Dynamic Resource Allocation (DRA) brings:

Pluggable resource types (GPU/TPU/FPGA/ASIC)
Topology-aware, NUMA, and memory fragmentation scheduling
Binding inference requests to compute allocation for fine-grained QoS
Cost optimization and power control in scheduling decisions

This is the most significant “resource perspective” upgrade since Kubernetes’ inception. The scheduler is no longer just a cluster component, but the AI platform’s policy engine.

Key Change 3: Agent Runtime as the New Generation of Runtime

KubeCon showcased several representative projects:

Edera : Minimal, verifiable runtime redesign
Flox : Nix-based “uncontained” runtime environment
Golem : WASM-based large-scale agent orchestration

The consensus: AI agents aren’t suited to traditional container runtime models. Agents have these traits:

Strong statefulness: context, memory, sessions
High concurrency but fine granularity: massive lightweight tasks
Extremely sensitive to latency and cold starts
Need to resume after failure

Next-gen runtimes focus on reliably executing, managing state, and auditing “hundreds of thousands of agents,” not just “spinning up more Pods.”

Key Change 4: AI SRE and AI Security

At KubeCon NA 2025, security and operations topics were amplified by AI:

Software supply chain attacks and CVEs continue to rise
LLM-assisted coding introduces “hallucination dependencies” and “vibecoded vulnerabilities”
AI-driven artifact scanning, dependency auditing, and license analysis
“AI SRE” is now a formal product category

Traditional cloud native already emphasized security and SRE, but now must address model weights, datasets, vector stores, and agent workflows. AI Native platform engineering must answer:

Are code and dependencies secure?
Are models and data trustworthy?
Are agent behaviors controllable?

This will drive deep integration of Policy-as-Code, MCP, graph permission systems, and AI.

Key Change 5: Open Source Participation Becomes a Baseline

In interviews, platform engineering leaders noted:

Hiring increasingly values upstream contributions to Kubernetes and related projects
Open source involvement shortens ramp-up time
New AI Native projects (Model Runtime, Agent Runtime, Scheduler) are also open source

For career growth, contributing to AI Native open source projects will become a basic requirement for platform engineering and AI Infra roles—not just a resume bonus.

The Contours of Cloud Native’s “Second Half”

The table below summarizes the technical focus and essential differences of the “second half.”

It highlights the key coordinates of AI Native platform engineering.

▶ _WHAT TO WORK ON_
**a)** According to the text on cloud native and AI, what has the scheduler become in addition to being a cluster component?
**b)** Continue the text on cloud native and AI from its final sentence.
The material that follows is separate from the text on cloud native and AI and is not part of it.

▶ _DATASET EXTRACT_

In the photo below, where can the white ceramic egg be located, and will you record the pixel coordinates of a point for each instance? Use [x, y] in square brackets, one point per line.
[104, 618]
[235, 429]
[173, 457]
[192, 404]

* * *

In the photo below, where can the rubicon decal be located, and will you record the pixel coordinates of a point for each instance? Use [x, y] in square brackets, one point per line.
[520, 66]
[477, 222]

▶ _RESPONSES BY TASK_
**a)** The AI platform's policy engine.

**b)**
Direction	Technical Focus	Essential Difference from First Half
AI Native Platform	Models/Agents as first-class citizens, unified abstraction & governance	Objects shift from services to models & inference
Resource Scheduling	DRA, heterogeneous compute, topology awareness, power & cost	From static quotas to dynamic, policy-driven
Runtime	Container + WASM + Nix + Agent Runtime	From “process containerization” to “execution graph containerization”
Platform Engineering	IDP + AI SRE + Security + Cost + Compliance	From toolset to “autonomous platform”
Security & Supply Chain	LLM dependencies, model weights, datasets, vector store governance	Protection expands from images to “all AI engineering assets”
Open Source & Ecosystem	AI Infra / Model Runtime / Agent Runtime upstream collaboration	Not just “using open source,” but “building the future in open source”

Table 3: Cloud Native Second Half Technical Coordinates

Summary

Over the past decade, cloud native evolved from container orchestration to platform engineering 1.0. With KubeCon NA 2025 as a milestone, the industry systematically brings AI into cloud native technology and organizational stacks:

Kubernetes is no longer just “infrastructure for microservices,” but “runtime for AI workloads”
Platform Engineering is no longer just “tool integration,” but “autonomous platforms for models and agents”
Security, SRE, runtime, scheduling, and networking will all be reimagined under AI

For me, the past ten years were about “making applications more stable in the cloud native world.” The next ten will focus on “making AI better, safer, and more controllable in the cloud native world.” This is, in my view, the opening whistle for cloud native’s “second half.”